(Dataset items)
######

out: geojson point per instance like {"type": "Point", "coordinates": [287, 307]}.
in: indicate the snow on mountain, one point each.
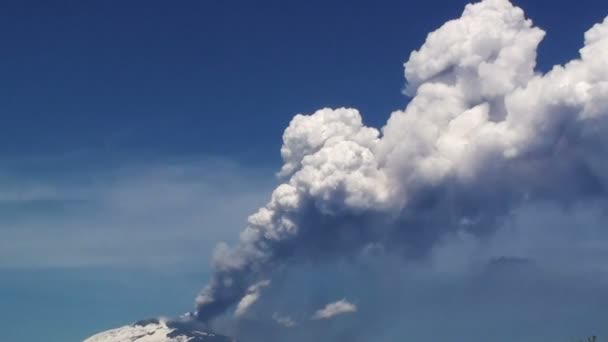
{"type": "Point", "coordinates": [154, 330]}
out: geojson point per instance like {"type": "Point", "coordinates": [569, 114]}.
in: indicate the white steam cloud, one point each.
{"type": "Point", "coordinates": [334, 309]}
{"type": "Point", "coordinates": [483, 134]}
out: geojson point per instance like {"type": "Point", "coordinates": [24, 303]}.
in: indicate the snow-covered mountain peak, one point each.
{"type": "Point", "coordinates": [155, 330]}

######

Problem –
Pull out each line above that contains the word "instance".

Reply to the task –
out: geojson point per instance like {"type": "Point", "coordinates": [287, 307]}.
out: geojson point per instance like {"type": "Point", "coordinates": [569, 114]}.
out: geojson point per instance like {"type": "Point", "coordinates": [24, 303]}.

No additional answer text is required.